>> begin Extracted text
Five Questions about Surveillance
I’ve spent most of the last few months hitting dead ends. I have a book proposal that’s long overdue for my agent, and this is partly because the thing I want to write a book about keeps slipping out of my reach. I have a really intriguing beginning, and a very satisfying end, but the middle is a mystery to me at the moment. This is encouraging, as it makes me think I’m looking at something that is under-studied at the moment, but it makes the research process frustrating.
There was a great interview with Malcolm Gladwell in the New Statesman last month, which slightly rehabilitates him after the brickbats he got for his last book. I love this quote most of all, about the challenge of writing popular books about ideas and history:
“At some point I’d like to write a book that didn’t have any theory. If I could write a book like Michael Lewis’s, where the ideas are there but exist entirely within the context of character, and the intellectual part recedes entirely into the background – that is the gold standard for me.”
This is a really high bar to aim for - the kind of book that is brimming with new ideas, but is driven purely by protagonists and action, not exposition and theory. The kind of book that gets made into a movie starring Brad Pitt, rather than the kind of book people buy because they feel like they should read it, but never actually get around to it.
Back in December, I took my levels of book writing procrastination to a new level. Not only was I not writing my book (or this newsletter), but I accepted an offer from a friend for some paid work doing a development edit on his book. It’s a book about some of the same themes - the media industries, disruption, and attention - but comes from far more of an economics perspective. But as writing avoidance tactics go, accepting his offer was a new level. There should be a saying - if you want to get some writing done, ask a writer who is struggling with their own book.
>> end Extracted text
• [Instruction A] In the newsletter piece, what work did the writer accept from a friend in December?
>> begin Supplied information
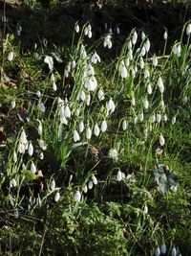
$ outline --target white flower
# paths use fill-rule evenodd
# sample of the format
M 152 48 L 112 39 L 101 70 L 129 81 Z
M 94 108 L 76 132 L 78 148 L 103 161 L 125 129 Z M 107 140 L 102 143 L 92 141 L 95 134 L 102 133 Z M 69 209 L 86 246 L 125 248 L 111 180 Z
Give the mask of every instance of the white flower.
M 161 244 L 160 251 L 161 251 L 162 254 L 166 253 L 166 244 Z
M 164 140 L 164 137 L 162 136 L 162 134 L 159 135 L 159 144 L 160 144 L 160 146 L 163 146 L 165 144 L 165 140 Z
M 95 125 L 94 132 L 95 132 L 95 135 L 96 136 L 98 136 L 99 135 L 100 129 L 99 129 L 99 127 L 98 127 L 97 124 Z
M 160 255 L 160 249 L 159 247 L 157 247 L 156 250 L 155 250 L 155 255 L 156 256 L 159 256 Z
M 173 248 L 171 250 L 171 256 L 177 256 L 177 249 L 175 246 L 173 246 Z
M 93 183 L 95 184 L 95 185 L 96 185 L 97 184 L 97 179 L 96 179 L 96 177 L 95 176 L 95 175 L 93 175 Z
M 60 198 L 60 194 L 59 194 L 59 192 L 56 192 L 55 197 L 54 197 L 54 201 L 57 202 L 59 200 L 59 198 Z
M 87 192 L 88 192 L 88 187 L 87 187 L 87 185 L 85 185 L 85 186 L 82 188 L 82 190 L 83 190 L 84 193 L 87 193 Z
M 51 56 L 46 56 L 44 62 L 48 64 L 50 71 L 53 69 L 53 58 Z
M 113 113 L 115 111 L 116 105 L 112 99 L 106 105 L 107 112 Z
M 186 27 L 186 34 L 189 35 L 191 34 L 191 23 L 189 23 Z
M 120 170 L 118 170 L 117 175 L 117 180 L 121 181 L 122 180 L 122 173 Z
M 74 200 L 80 201 L 80 199 L 81 199 L 81 193 L 77 190 L 74 194 Z
M 127 121 L 124 119 L 122 122 L 122 129 L 125 130 L 127 128 Z
M 16 103 L 15 103 L 15 101 L 13 100 L 13 101 L 11 102 L 11 108 L 13 109 L 13 108 L 15 107 L 15 105 L 16 105 Z
M 103 46 L 108 47 L 109 49 L 112 48 L 112 35 L 108 35 L 105 36 L 104 41 L 103 41 Z
M 84 102 L 86 100 L 86 94 L 84 91 L 81 92 L 80 99 L 82 102 Z
M 21 135 L 20 135 L 20 141 L 21 141 L 21 143 L 23 143 L 23 144 L 27 144 L 27 143 L 28 143 L 27 135 L 26 135 L 24 129 L 23 129 L 22 132 L 21 132 Z
M 172 118 L 172 125 L 175 125 L 175 123 L 176 123 L 176 116 L 174 116 L 173 118 Z
M 144 108 L 147 109 L 149 107 L 149 102 L 147 99 L 144 100 Z
M 83 121 L 81 121 L 79 123 L 79 132 L 82 132 L 83 130 L 84 130 L 84 123 L 83 123 Z
M 151 83 L 150 82 L 147 85 L 147 92 L 148 92 L 148 94 L 152 94 L 152 92 L 153 92 L 153 89 L 152 89 L 152 86 L 151 86 Z
M 42 113 L 45 112 L 46 108 L 45 108 L 45 105 L 44 105 L 43 103 L 40 104 L 40 107 L 39 107 L 39 109 L 40 109 L 40 111 L 41 111 Z
M 31 156 L 33 154 L 33 146 L 31 142 L 30 142 L 30 145 L 28 148 L 28 152 L 29 152 L 29 155 L 31 155 Z
M 106 122 L 106 120 L 103 120 L 101 123 L 101 131 L 105 132 L 106 129 L 107 129 L 107 122 Z
M 158 58 L 157 58 L 156 55 L 153 56 L 152 60 L 153 60 L 154 67 L 157 67 L 157 65 L 158 65 Z
M 144 113 L 143 112 L 140 112 L 139 113 L 139 121 L 142 122 L 144 119 Z
M 138 34 L 136 31 L 134 31 L 133 37 L 132 37 L 132 43 L 135 45 L 138 40 Z
M 14 57 L 13 52 L 10 52 L 10 53 L 8 54 L 8 60 L 9 60 L 9 61 L 12 61 L 13 57 Z
M 145 47 L 146 52 L 148 53 L 151 47 L 149 38 L 146 39 L 146 42 L 144 43 L 144 47 Z
M 38 134 L 41 135 L 42 134 L 42 124 L 40 123 L 38 126 Z
M 118 151 L 117 151 L 117 149 L 111 149 L 109 151 L 108 156 L 110 158 L 112 158 L 113 160 L 117 161 L 118 160 Z
M 39 90 L 37 90 L 36 95 L 38 96 L 38 98 L 40 98 L 41 92 Z
M 101 89 L 99 89 L 98 90 L 98 100 L 102 101 L 102 100 L 104 100 L 104 98 L 105 98 L 104 92 Z
M 80 140 L 80 138 L 79 138 L 79 133 L 76 131 L 76 129 L 74 129 L 74 131 L 73 138 L 74 138 L 74 142 L 77 142 L 77 141 Z
M 164 32 L 163 38 L 164 38 L 164 40 L 167 40 L 167 38 L 168 38 L 168 33 L 167 33 L 167 31 Z
M 53 179 L 52 182 L 51 182 L 51 190 L 54 191 L 54 189 L 55 189 L 55 180 Z
M 65 113 L 64 115 L 65 115 L 66 118 L 70 118 L 71 117 L 71 109 L 68 106 L 68 105 L 65 106 L 64 113 Z
M 35 174 L 35 172 L 36 172 L 36 167 L 35 167 L 35 165 L 34 165 L 34 163 L 32 161 L 32 164 L 31 164 L 31 171 L 33 174 Z
M 90 181 L 88 182 L 88 188 L 91 190 L 91 189 L 93 188 L 93 186 L 94 186 L 94 183 L 93 183 L 92 180 L 90 180 Z
M 22 142 L 20 142 L 19 145 L 18 145 L 18 151 L 20 153 L 24 153 L 25 152 L 25 145 Z
M 75 23 L 75 24 L 74 24 L 74 31 L 75 31 L 76 33 L 79 33 L 79 25 L 78 25 L 78 23 Z
M 91 61 L 94 63 L 94 64 L 96 64 L 96 62 L 100 62 L 100 57 L 97 55 L 96 52 L 94 53 L 94 55 L 92 56 L 91 58 Z
M 47 145 L 45 144 L 44 140 L 38 140 L 38 145 L 43 151 L 47 150 Z
M 120 29 L 118 28 L 118 26 L 117 26 L 117 35 L 120 34 Z
M 159 124 L 161 121 L 161 115 L 159 113 L 157 114 L 157 122 Z
M 92 129 L 90 128 L 87 128 L 87 129 L 86 129 L 86 137 L 87 137 L 87 139 L 91 139 L 91 137 L 92 137 Z
M 17 155 L 15 151 L 13 151 L 13 162 L 16 163 L 17 162 Z

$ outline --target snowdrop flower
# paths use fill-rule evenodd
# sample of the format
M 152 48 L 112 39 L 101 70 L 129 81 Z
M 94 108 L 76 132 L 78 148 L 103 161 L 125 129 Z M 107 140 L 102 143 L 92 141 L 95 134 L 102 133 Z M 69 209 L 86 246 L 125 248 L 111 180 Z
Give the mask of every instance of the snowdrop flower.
>> end Supplied information
• [Instruction B] Format everything in the listing, from the line containing "--target snowdrop flower" down to the end of the listing, as a numbered list. Omit any blank lines.

• [Final result A] Paid work doing a development edit on the friend's book.

• [Final result B]
1. $ outline --target snowdrop flower
2. # paths use fill-rule evenodd
3. # sample of the format
4. M 152 48 L 112 39 L 101 70 L 129 81 Z
5. M 94 108 L 76 132 L 78 148 L 103 161 L 125 129 Z M 107 140 L 102 143 L 92 141 L 95 134 L 102 133 Z M 69 209 L 86 246 L 125 248 L 111 180 Z
6. Give the mask of every instance of the snowdrop flower.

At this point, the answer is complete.